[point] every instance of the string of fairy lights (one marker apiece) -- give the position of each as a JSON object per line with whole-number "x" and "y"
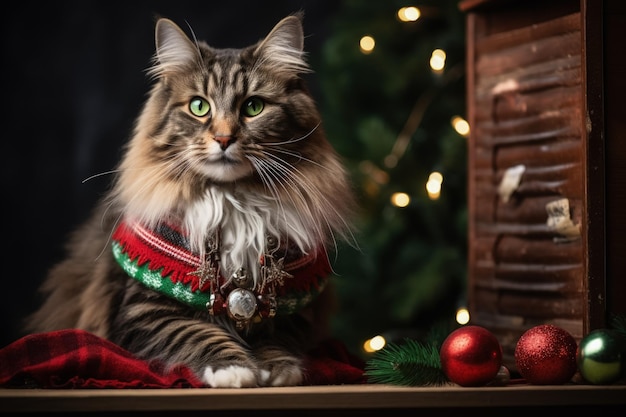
{"x": 437, "y": 62}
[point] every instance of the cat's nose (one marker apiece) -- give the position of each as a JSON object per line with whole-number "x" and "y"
{"x": 224, "y": 140}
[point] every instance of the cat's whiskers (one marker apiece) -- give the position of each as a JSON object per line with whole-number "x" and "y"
{"x": 270, "y": 178}
{"x": 288, "y": 175}
{"x": 295, "y": 140}
{"x": 302, "y": 180}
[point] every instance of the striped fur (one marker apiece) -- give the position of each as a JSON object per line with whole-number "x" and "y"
{"x": 247, "y": 174}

:: Exercise goal ::
Set down exactly the lines above, from the one containing "[point] every instance of the striped" to the final line of the material, with both ends kept and no other lines.

:: Solution ::
[point] every instance of the striped fur (one marker apiece) -- give the position of each as a JSON object per line with whole-number "x" and "y"
{"x": 247, "y": 174}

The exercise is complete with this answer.